**Work order:** Pictures stay out; everything else in the records below gets copied exactly.

**Supplied material:**
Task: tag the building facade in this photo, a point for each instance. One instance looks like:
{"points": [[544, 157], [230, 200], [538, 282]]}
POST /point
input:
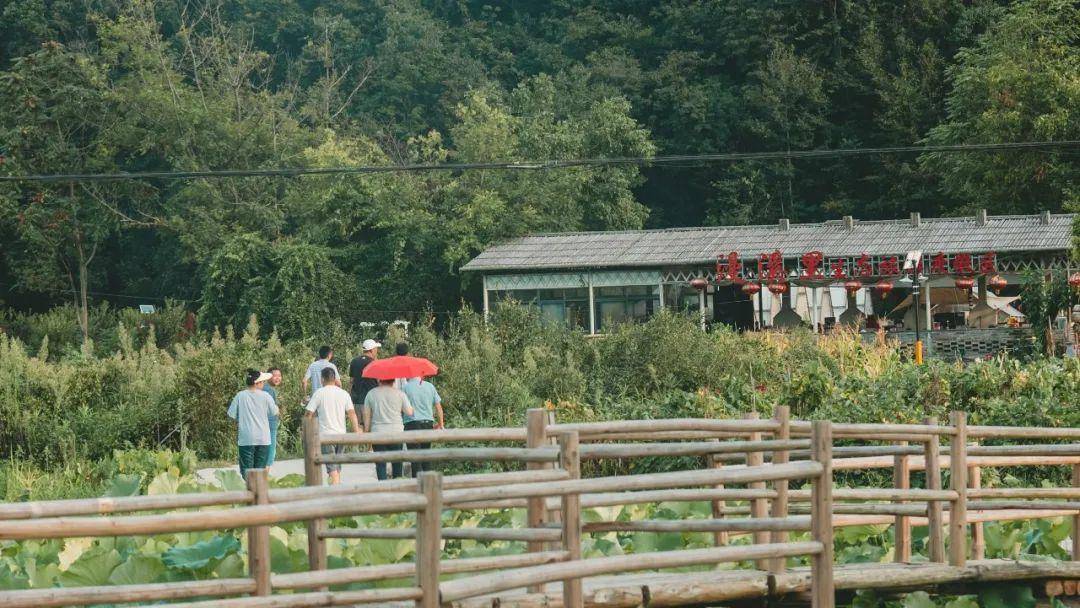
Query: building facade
{"points": [[968, 271]]}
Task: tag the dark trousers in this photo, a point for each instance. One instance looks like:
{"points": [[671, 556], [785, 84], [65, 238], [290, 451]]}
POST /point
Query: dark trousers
{"points": [[253, 457], [420, 426], [380, 468]]}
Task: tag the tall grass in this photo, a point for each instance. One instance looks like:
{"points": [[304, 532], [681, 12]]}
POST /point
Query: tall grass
{"points": [[57, 409]]}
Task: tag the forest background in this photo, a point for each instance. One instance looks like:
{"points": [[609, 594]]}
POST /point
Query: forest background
{"points": [[104, 86]]}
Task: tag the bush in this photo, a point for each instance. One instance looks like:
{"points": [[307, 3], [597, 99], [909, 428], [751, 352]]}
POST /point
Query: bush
{"points": [[84, 404]]}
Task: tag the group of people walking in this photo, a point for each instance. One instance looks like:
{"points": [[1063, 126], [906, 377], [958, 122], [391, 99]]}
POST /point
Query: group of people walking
{"points": [[390, 405]]}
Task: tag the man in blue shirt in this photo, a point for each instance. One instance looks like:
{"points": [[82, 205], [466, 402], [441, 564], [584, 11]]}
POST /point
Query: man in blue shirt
{"points": [[252, 409], [313, 377], [427, 405], [271, 387]]}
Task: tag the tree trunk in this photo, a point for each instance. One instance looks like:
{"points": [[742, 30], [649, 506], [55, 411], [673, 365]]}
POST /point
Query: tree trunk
{"points": [[83, 305]]}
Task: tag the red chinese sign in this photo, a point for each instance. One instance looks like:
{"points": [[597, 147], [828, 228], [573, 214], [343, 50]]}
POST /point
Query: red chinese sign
{"points": [[812, 262], [939, 264], [961, 264], [863, 266], [838, 269], [729, 269], [889, 266], [813, 266], [771, 266]]}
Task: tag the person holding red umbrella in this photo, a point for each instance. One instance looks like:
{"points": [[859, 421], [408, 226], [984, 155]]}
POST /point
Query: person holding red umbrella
{"points": [[386, 406]]}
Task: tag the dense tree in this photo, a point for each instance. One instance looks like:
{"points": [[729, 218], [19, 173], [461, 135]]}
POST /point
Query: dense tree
{"points": [[1017, 83], [59, 118]]}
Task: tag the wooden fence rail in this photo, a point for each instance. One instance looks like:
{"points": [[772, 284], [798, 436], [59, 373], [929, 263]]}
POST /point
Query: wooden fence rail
{"points": [[769, 455]]}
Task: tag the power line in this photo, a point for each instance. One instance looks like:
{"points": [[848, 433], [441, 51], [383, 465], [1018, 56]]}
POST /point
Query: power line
{"points": [[547, 164]]}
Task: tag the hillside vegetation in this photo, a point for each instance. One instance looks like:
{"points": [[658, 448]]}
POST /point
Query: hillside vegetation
{"points": [[105, 86]]}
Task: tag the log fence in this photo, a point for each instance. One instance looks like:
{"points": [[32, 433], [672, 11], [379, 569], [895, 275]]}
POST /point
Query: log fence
{"points": [[747, 468]]}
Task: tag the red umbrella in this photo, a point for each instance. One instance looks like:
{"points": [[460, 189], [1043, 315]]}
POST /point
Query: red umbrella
{"points": [[394, 367]]}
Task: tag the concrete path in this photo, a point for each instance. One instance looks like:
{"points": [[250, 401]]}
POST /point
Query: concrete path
{"points": [[350, 473]]}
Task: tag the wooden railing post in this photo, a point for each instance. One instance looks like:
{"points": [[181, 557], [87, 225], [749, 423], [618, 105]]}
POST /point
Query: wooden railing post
{"points": [[821, 516], [536, 435], [718, 505], [902, 481], [1076, 518], [934, 518], [429, 539], [258, 537], [958, 483], [570, 460], [313, 476], [783, 417], [977, 534], [758, 507]]}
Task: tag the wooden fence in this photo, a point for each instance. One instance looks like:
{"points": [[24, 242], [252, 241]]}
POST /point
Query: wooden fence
{"points": [[750, 460]]}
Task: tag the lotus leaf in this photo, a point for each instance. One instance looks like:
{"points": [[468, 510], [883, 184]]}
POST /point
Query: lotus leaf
{"points": [[201, 554]]}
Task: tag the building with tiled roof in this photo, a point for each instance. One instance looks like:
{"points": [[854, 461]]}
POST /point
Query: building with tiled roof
{"points": [[819, 271]]}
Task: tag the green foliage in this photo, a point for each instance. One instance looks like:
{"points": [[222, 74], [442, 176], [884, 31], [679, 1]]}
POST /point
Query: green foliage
{"points": [[144, 85], [295, 284], [1015, 84], [201, 556], [1044, 300], [493, 372]]}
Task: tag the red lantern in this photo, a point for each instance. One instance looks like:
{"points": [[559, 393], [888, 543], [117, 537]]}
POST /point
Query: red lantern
{"points": [[778, 287], [751, 288], [997, 283], [883, 286]]}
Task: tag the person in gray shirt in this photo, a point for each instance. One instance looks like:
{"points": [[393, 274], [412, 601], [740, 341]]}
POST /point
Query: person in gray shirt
{"points": [[313, 377], [252, 409]]}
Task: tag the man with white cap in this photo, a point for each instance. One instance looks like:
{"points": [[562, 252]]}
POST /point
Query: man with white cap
{"points": [[360, 384], [252, 409]]}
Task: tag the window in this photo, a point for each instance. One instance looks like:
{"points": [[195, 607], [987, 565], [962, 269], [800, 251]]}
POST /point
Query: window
{"points": [[561, 306], [624, 304]]}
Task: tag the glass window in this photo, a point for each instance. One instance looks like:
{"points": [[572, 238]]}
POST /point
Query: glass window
{"points": [[626, 304], [524, 296]]}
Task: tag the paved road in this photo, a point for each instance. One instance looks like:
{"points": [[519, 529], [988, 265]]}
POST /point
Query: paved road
{"points": [[350, 473]]}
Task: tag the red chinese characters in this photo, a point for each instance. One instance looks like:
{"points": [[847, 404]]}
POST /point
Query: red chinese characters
{"points": [[961, 264], [812, 262], [729, 269], [889, 266], [838, 269], [939, 264], [775, 266], [863, 266]]}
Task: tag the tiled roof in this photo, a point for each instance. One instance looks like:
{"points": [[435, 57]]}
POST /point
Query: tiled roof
{"points": [[686, 246]]}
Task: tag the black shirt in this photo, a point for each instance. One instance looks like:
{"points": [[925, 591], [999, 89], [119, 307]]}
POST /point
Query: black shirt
{"points": [[360, 384]]}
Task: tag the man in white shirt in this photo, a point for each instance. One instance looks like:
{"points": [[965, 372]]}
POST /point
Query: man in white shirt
{"points": [[312, 378], [332, 404]]}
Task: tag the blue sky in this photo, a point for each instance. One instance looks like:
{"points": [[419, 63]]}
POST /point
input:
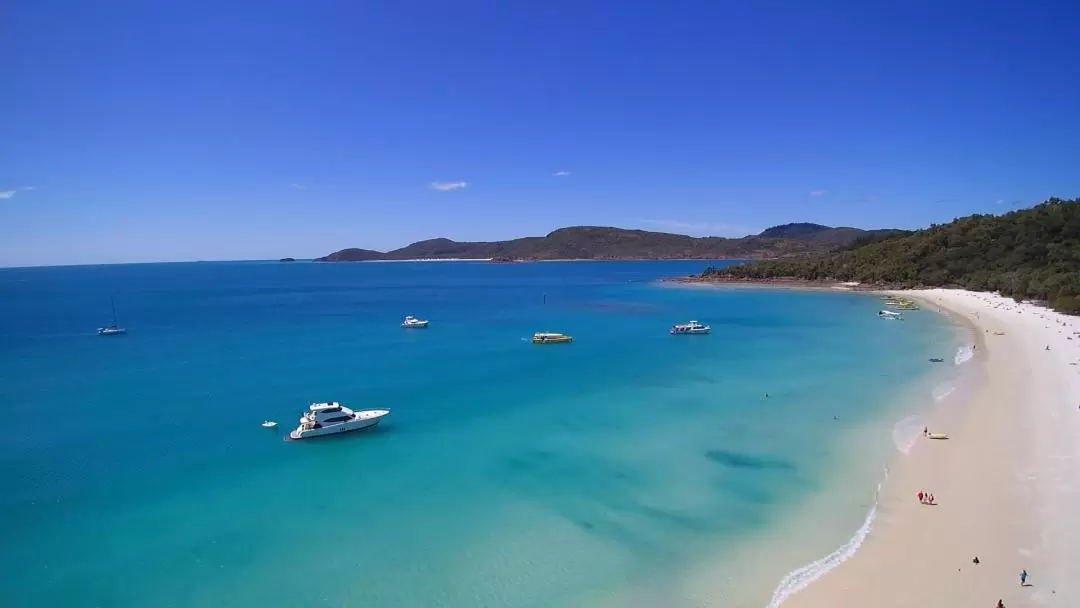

**Output for this task:**
Task: tag the building facade in this photo, a point for each instance. One instance looks like:
{"points": [[544, 157], [230, 200], [538, 282]]}
POST /point
input:
Query: building facade
{"points": [[968, 271]]}
Task: tag the dark trousers in this photo, a point for each instance. One instance looks like:
{"points": [[671, 556], [785, 84], [65, 238], [290, 451]]}
POST /point
Query: dark trousers
{"points": [[253, 457], [420, 426], [380, 468]]}
Task: tag the tall grass in this photo, a point for each instance. One instance looks like:
{"points": [[304, 532], [681, 12]]}
POST /point
Query: tall grass
{"points": [[57, 409]]}
Task: tag the forest background in this photo, a point for each instance. One instance looks like:
{"points": [[609, 594]]}
POST /point
Query: forest background
{"points": [[104, 86]]}
Task: tag the bush in this photo, a point for each instance. One instance looks like:
{"points": [[307, 3], [597, 99], [909, 428], [751, 352]]}
POST /point
Query: bush
{"points": [[84, 404]]}
Task: tag the group of people walking in this photo, a point for each instance. One instance looks like:
{"points": [[1063, 126], [906, 377], [958, 122], [391, 99]]}
POST /point
Query: group of people walking
{"points": [[390, 405]]}
Task: tag the man in blue shirt in this photo, a point for each instance. One instance looks like:
{"points": [[82, 205], [466, 402], [441, 564], [584, 11]]}
POST /point
Query: man in blue shirt
{"points": [[252, 409], [313, 377], [427, 405], [271, 387]]}
Task: tag the tree trunk in this photo, a point for each instance. One instance looks like:
{"points": [[742, 30], [649, 506], [55, 411], [673, 365]]}
POST /point
Query: tree trunk
{"points": [[83, 305]]}
Task: tag the red chinese sign in this photo, a point for each instance. One instance looks like:
{"points": [[597, 147], [828, 228], [573, 214], [343, 50]]}
POST /point
Query: red chinese sign
{"points": [[812, 262], [939, 264], [961, 264], [863, 266], [838, 269], [729, 269], [889, 266], [813, 266], [771, 266]]}
Task: tag the person holding red umbrella in this photo, a point for each instance. One instance looks like:
{"points": [[859, 421], [408, 226], [984, 155]]}
POST /point
Query: person holding red umbrella
{"points": [[386, 406]]}
Task: tag the dense tree in this photo, a point for each instance. One instance looks like:
{"points": [[729, 218], [19, 173], [461, 135]]}
POST /point
Query: dense tree
{"points": [[1017, 83], [59, 118]]}
Task: tag the wooden fence rail in this photo, a point for each instance. One instance looks like:
{"points": [[772, 284], [798, 436], [59, 373], [929, 263]]}
POST /point
Query: wooden fence rail
{"points": [[769, 455]]}
Task: tag the power line in this photo, a point for each instance. One instance looks like:
{"points": [[848, 433], [441, 51], [383, 465], [1018, 56]]}
POST /point
Query: power line
{"points": [[547, 164]]}
Task: tag the hillside vegetation in this photo, a point for each instance. One instance looks like:
{"points": [[658, 448]]}
POST /point
Query: hillside vegetation
{"points": [[105, 86]]}
Task: tag the log fence in this photo, a point for each instance. One instance looks like:
{"points": [[32, 433], [672, 11], [379, 569], [895, 275]]}
POST /point
Query: log fence
{"points": [[747, 468]]}
Task: tag the red umbrella in this photo, a point for each instance. One instance looks like:
{"points": [[460, 189], [1043, 315]]}
POST /point
Query: red umbrella
{"points": [[394, 367]]}
Task: tag the concrete path in this photo, a point for each instance. One instance looks like:
{"points": [[250, 401]]}
POST /point
Query: concrete path
{"points": [[350, 473]]}
Task: tag the wooden railing post in this photo, a point for each instance. One instance looks like:
{"points": [[181, 557], [87, 225], [749, 423], [618, 105]]}
POST /point
Query: wooden railing post
{"points": [[821, 516], [536, 435], [718, 505], [902, 481], [1076, 518], [934, 518], [429, 539], [258, 537], [958, 483], [570, 460], [313, 476], [783, 417], [977, 534], [758, 507]]}
Task: tag the wooden fence in this photo, a point for each instance. One instance looks like:
{"points": [[24, 242], [252, 241]]}
POST /point
Query: wooden fence
{"points": [[750, 460]]}
Task: tag the lotus leaf in this photo, a point for each instance. One instance looks like:
{"points": [[468, 510], [883, 184]]}
POST /point
Query: lotus leaf
{"points": [[201, 554]]}
Task: tag the building with tiled roof in this photo, a point for each instance. One instance looks like:
{"points": [[854, 461]]}
POST /point
Query: building with tiled roof
{"points": [[819, 271]]}
Task: tag the green foliage in this photo, a point for each instance. One instance looks like:
{"points": [[222, 74], [442, 176], [884, 31], [679, 1]]}
POST /point
Query: green foliage
{"points": [[144, 85], [295, 284], [1015, 84], [201, 556], [1044, 300], [493, 372]]}
Task: tag the red lantern in this photo, a point for each instance. One instance looks like:
{"points": [[559, 393], [888, 543], [117, 537]]}
POST /point
Query: red lantern
{"points": [[778, 287], [751, 288], [997, 283], [883, 286]]}
Task: tag the person in gray shirt in this photo, a point for each instance. One instance looks like:
{"points": [[393, 274], [412, 601], [740, 341]]}
POST /point
Query: person in gray shirt
{"points": [[313, 377], [252, 409]]}
Task: tag the man with white cap in this photo, a point for each instance. One instance looks like:
{"points": [[562, 252]]}
POST /point
Query: man with white cap
{"points": [[360, 384], [252, 409]]}
Task: tag the window in this photo, a point for each instance. One instance looks like:
{"points": [[195, 607], [987, 565], [962, 269], [800, 251]]}
POST /point
Query: window
{"points": [[561, 306], [624, 304]]}
Task: tag the glass window in this photo, a point for each instance. One instance looks like:
{"points": [[572, 238]]}
POST /point
Query: glass window
{"points": [[626, 304], [524, 296]]}
Task: tag the paved road in this photo, a point for each instance. One instance looks like:
{"points": [[519, 529], [988, 265]]}
POST /point
Query: paved road
{"points": [[350, 473]]}
Task: tag the red chinese characters in this photo, a point for each instance. One instance looks like:
{"points": [[847, 404]]}
POST /point
Query: red chinese characters
{"points": [[961, 264], [812, 262], [729, 269], [889, 266], [838, 269], [939, 264], [775, 266], [863, 266]]}
Task: tag the tiled roof in this photo, a point for each instance. One instance looks like:
{"points": [[435, 57]]}
POST /point
Query: tiled roof
{"points": [[686, 246]]}
Task: tag the black shirt in this photo, a point for each instance. One instance looks like:
{"points": [[925, 591], [999, 89], [119, 307]]}
POST /point
Query: black shirt
{"points": [[360, 384]]}
Task: tag the man in white shirt in this photo, a point for each instance. One instance looks like:
{"points": [[965, 372]]}
POST /point
Query: man in white shirt
{"points": [[312, 378], [332, 404]]}
Task: tag the blue sky in this photo, a point for each instance. One instance looks like:
{"points": [[419, 63]]}
POST /point
input:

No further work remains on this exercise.